THE PROBLEM ->
For the listing that follows, report how many lines contain the word "Target", giving the number and no other text.

===== PROVIDED RECORDS =====

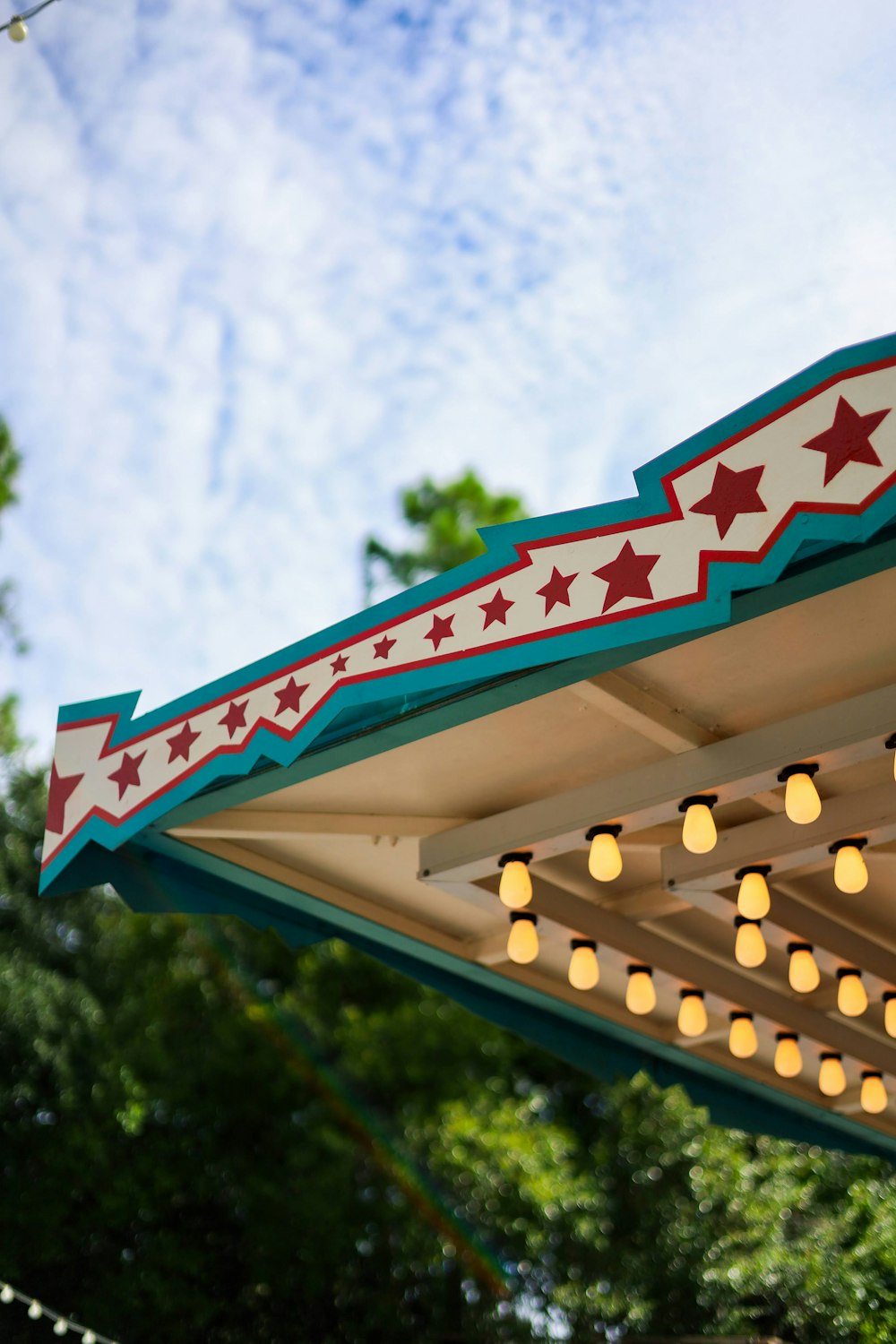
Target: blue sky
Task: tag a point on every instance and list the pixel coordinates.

=====
===== PROVIDED RECORDS =====

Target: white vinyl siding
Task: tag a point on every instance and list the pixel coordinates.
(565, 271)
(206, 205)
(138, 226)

=====

OUTPUT BELOW ->
2